- EXERCISE PROMPT -
Transcribe precisely those lines of the listing that fall between the line containing "of the slope" and the last line, inclusive of both.

- INFORMATION SUPPLIED -
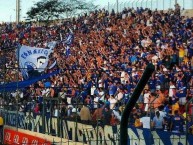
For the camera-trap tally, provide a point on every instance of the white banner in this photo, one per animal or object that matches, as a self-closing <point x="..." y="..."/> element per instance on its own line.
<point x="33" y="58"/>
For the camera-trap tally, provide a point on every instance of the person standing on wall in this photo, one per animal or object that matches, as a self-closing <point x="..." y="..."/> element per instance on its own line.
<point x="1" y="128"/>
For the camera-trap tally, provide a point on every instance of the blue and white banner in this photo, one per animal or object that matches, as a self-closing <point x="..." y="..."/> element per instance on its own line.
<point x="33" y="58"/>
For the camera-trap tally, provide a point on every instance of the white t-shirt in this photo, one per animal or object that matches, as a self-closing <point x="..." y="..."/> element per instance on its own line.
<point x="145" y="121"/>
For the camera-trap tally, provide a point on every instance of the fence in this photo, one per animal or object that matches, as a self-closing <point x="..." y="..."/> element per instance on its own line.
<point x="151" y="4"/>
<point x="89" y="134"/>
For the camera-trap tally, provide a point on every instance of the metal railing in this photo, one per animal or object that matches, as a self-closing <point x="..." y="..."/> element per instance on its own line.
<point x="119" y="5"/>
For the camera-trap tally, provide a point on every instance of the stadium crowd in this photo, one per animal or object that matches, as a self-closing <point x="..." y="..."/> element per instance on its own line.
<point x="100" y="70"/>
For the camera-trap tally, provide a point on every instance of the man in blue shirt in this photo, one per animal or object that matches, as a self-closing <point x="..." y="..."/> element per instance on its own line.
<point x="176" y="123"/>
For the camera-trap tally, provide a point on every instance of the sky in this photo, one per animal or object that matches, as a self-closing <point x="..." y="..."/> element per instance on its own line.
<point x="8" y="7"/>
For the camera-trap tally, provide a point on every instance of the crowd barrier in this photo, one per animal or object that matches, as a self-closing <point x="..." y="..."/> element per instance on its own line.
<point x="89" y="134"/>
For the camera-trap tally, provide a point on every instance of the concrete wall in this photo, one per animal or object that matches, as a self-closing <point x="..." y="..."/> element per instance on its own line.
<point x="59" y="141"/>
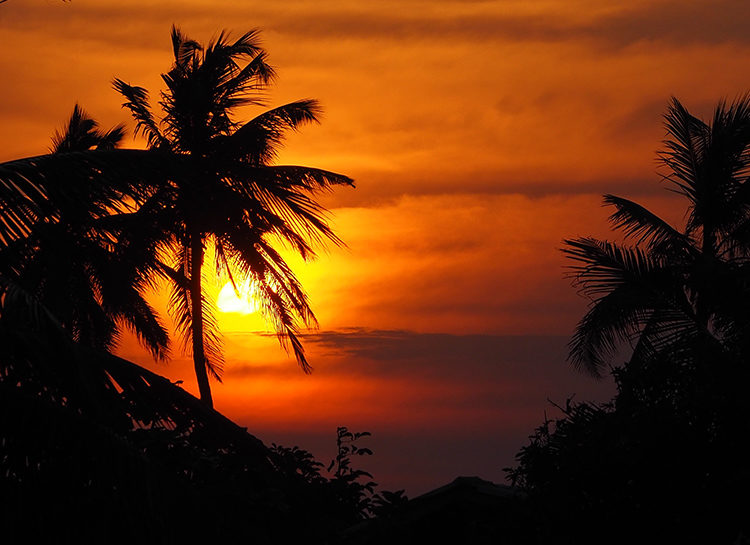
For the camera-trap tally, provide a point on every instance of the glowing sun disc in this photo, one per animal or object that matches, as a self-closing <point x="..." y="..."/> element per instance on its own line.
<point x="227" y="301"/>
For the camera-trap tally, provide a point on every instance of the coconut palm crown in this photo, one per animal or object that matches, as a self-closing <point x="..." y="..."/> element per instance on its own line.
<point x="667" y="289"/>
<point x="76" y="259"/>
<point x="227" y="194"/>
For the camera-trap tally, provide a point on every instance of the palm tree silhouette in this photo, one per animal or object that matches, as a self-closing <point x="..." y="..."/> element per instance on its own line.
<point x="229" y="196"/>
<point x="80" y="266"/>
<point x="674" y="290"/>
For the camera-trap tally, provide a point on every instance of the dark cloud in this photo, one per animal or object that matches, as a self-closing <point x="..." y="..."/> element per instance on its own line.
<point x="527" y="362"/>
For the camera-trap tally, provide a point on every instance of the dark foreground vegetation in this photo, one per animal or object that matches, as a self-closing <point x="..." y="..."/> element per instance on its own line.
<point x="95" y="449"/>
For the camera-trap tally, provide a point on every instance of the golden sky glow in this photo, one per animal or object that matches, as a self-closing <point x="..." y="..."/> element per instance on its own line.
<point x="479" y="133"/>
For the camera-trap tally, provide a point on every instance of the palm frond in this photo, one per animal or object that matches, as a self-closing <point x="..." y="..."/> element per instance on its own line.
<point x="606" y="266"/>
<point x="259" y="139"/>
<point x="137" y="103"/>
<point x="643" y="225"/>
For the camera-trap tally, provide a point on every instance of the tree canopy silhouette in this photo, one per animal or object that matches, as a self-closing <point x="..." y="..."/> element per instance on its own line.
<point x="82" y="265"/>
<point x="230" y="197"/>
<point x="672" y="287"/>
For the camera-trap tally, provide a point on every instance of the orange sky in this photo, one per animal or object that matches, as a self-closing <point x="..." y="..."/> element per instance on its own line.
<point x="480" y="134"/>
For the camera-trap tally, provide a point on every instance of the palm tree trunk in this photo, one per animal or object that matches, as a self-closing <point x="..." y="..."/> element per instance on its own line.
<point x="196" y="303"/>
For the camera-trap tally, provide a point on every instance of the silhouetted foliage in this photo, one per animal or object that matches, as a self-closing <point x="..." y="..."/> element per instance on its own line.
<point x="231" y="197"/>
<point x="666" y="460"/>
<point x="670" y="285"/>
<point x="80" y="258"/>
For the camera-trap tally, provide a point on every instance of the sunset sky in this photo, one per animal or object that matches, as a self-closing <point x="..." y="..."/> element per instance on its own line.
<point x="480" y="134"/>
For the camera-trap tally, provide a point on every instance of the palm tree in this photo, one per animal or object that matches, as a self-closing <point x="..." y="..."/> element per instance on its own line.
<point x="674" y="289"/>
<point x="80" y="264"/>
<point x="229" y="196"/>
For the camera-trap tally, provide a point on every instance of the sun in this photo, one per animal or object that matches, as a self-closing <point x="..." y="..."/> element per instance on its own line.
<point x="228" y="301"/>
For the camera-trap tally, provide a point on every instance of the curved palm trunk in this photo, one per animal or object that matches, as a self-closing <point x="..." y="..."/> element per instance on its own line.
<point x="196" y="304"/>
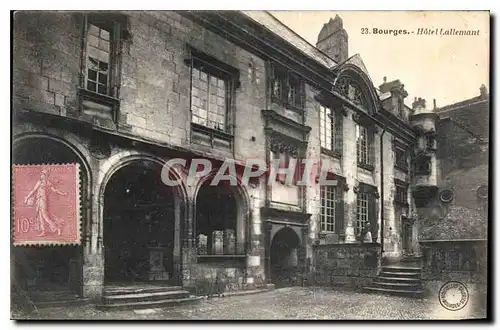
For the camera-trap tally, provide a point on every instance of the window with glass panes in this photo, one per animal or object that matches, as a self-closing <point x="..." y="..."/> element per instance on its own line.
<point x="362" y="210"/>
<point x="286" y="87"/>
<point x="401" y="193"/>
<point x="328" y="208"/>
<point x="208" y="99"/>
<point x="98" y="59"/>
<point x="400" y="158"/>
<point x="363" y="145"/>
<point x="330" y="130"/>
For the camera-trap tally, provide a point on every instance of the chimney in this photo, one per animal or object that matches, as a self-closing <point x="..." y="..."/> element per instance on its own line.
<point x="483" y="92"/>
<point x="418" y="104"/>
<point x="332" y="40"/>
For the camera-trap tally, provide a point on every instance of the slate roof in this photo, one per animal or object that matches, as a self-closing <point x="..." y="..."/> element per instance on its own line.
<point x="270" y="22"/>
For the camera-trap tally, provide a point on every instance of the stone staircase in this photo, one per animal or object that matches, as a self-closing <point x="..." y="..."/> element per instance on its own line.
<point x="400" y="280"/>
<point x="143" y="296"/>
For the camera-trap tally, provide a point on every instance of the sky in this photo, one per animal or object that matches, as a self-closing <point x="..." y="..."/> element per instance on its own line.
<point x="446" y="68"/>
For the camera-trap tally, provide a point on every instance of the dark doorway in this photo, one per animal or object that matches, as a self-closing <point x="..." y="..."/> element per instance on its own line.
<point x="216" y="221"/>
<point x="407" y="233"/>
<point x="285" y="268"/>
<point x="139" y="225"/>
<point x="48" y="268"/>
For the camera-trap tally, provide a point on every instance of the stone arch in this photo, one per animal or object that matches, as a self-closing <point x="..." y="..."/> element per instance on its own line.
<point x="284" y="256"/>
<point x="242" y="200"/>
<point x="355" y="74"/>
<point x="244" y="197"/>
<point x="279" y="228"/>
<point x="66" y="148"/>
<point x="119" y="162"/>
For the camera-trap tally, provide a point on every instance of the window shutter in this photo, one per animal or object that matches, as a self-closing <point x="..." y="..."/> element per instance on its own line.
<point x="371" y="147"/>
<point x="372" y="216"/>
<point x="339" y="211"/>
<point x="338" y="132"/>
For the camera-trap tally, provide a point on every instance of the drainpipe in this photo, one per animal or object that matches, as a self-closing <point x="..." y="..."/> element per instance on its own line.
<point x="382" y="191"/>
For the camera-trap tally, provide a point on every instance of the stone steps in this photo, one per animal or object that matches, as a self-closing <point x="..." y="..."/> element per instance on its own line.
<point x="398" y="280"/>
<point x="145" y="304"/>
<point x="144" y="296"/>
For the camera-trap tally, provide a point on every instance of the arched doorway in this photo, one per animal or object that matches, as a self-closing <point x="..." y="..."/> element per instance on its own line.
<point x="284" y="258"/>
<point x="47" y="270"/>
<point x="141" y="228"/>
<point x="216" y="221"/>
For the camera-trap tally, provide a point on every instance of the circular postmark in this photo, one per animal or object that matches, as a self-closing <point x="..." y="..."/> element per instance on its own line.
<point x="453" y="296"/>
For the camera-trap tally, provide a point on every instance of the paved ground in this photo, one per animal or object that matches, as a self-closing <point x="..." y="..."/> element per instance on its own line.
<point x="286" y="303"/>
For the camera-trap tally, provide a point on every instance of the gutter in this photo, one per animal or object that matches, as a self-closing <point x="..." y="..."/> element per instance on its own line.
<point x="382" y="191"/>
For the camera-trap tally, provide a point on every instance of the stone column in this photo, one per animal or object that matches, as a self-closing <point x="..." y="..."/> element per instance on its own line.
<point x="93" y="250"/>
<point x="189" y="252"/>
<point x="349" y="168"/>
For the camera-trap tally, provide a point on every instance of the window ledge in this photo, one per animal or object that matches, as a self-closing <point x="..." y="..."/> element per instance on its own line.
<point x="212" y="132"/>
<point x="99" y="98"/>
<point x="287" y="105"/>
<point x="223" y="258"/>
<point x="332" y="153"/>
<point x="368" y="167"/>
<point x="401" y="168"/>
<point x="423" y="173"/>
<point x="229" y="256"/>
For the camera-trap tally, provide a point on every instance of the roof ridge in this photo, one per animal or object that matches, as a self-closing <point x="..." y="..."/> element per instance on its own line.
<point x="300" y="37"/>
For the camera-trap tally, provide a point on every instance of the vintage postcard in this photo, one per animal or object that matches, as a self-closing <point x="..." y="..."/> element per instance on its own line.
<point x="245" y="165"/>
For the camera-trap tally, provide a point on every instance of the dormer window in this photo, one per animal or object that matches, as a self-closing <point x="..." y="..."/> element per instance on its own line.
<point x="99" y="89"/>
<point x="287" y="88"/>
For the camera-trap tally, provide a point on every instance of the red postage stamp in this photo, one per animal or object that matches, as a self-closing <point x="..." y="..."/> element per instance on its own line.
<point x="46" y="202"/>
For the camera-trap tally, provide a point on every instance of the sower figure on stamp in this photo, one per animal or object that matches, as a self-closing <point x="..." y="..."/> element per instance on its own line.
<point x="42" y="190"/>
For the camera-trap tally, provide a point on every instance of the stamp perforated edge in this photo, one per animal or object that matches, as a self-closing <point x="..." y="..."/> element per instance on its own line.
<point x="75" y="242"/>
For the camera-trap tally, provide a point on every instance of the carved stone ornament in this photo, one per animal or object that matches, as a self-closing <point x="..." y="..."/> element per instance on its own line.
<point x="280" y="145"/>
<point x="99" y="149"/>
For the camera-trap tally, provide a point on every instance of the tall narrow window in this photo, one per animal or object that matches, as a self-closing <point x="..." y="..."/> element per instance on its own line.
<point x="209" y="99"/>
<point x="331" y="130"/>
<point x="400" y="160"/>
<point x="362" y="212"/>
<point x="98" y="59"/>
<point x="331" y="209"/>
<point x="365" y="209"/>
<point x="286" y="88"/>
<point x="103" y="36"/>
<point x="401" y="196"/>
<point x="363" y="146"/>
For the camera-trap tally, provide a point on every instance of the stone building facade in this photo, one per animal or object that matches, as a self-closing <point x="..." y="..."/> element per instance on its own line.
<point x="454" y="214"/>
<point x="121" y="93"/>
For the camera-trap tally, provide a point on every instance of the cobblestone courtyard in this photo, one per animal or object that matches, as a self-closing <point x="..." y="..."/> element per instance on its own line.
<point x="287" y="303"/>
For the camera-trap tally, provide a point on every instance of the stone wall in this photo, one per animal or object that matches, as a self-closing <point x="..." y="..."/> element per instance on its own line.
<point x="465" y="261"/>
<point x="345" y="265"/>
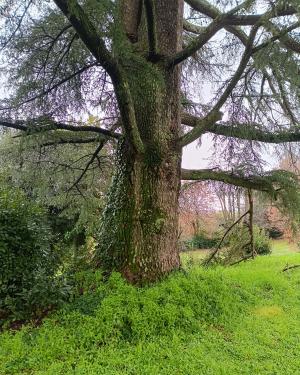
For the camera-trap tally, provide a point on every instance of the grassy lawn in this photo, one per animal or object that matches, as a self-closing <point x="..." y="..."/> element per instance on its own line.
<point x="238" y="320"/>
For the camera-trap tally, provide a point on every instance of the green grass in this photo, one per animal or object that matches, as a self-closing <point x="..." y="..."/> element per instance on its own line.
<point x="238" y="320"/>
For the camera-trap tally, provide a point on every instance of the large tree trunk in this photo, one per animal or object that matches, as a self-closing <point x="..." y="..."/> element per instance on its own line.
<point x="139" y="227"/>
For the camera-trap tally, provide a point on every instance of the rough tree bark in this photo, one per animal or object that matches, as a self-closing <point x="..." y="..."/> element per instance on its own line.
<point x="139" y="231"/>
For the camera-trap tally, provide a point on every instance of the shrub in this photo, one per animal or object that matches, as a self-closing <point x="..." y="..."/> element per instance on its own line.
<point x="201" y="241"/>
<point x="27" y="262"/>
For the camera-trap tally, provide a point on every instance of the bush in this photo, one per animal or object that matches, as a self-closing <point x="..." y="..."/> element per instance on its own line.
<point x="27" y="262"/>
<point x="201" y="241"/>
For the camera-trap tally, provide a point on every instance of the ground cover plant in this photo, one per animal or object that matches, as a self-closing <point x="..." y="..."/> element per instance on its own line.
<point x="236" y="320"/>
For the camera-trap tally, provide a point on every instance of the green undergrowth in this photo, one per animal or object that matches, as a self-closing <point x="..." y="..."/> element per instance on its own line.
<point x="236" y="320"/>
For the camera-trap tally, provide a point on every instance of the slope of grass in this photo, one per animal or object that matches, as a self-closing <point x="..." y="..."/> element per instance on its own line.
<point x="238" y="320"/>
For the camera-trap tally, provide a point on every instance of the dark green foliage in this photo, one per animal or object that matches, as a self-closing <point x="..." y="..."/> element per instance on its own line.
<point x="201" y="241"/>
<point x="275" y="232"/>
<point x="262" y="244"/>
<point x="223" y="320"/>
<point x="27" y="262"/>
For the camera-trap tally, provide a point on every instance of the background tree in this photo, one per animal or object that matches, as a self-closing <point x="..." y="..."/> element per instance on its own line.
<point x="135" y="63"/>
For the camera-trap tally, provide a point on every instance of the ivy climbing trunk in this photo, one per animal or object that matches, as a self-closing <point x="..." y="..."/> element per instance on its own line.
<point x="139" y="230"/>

- EXERCISE ANSWER -
For the camera-trap tally, provide a point on every instance of the slope of grass in this photo, one per animal or object that matches, as a self-closing <point x="..." y="..."/> element per instance on its own line.
<point x="238" y="320"/>
For the camera-trap tally, provide a point on every instance of the dark green foliage in this photo, one per animal or object that matches, as a self-closing <point x="..." y="..."/> element per instance on its own line.
<point x="201" y="241"/>
<point x="275" y="232"/>
<point x="262" y="244"/>
<point x="223" y="320"/>
<point x="27" y="262"/>
For the camera-trap tally, provide a point on every instance of the background tree in this photo, one per animal or object that matches, as a self-closing <point x="..." y="..."/> element per instance on its own line.
<point x="135" y="63"/>
For the camera-trap tally, provide a point on every instance of the ivy climbing trunk in this photo, one per animal or object that matches, as a self-closing <point x="..." y="..."/> element per instance on its own line.
<point x="139" y="230"/>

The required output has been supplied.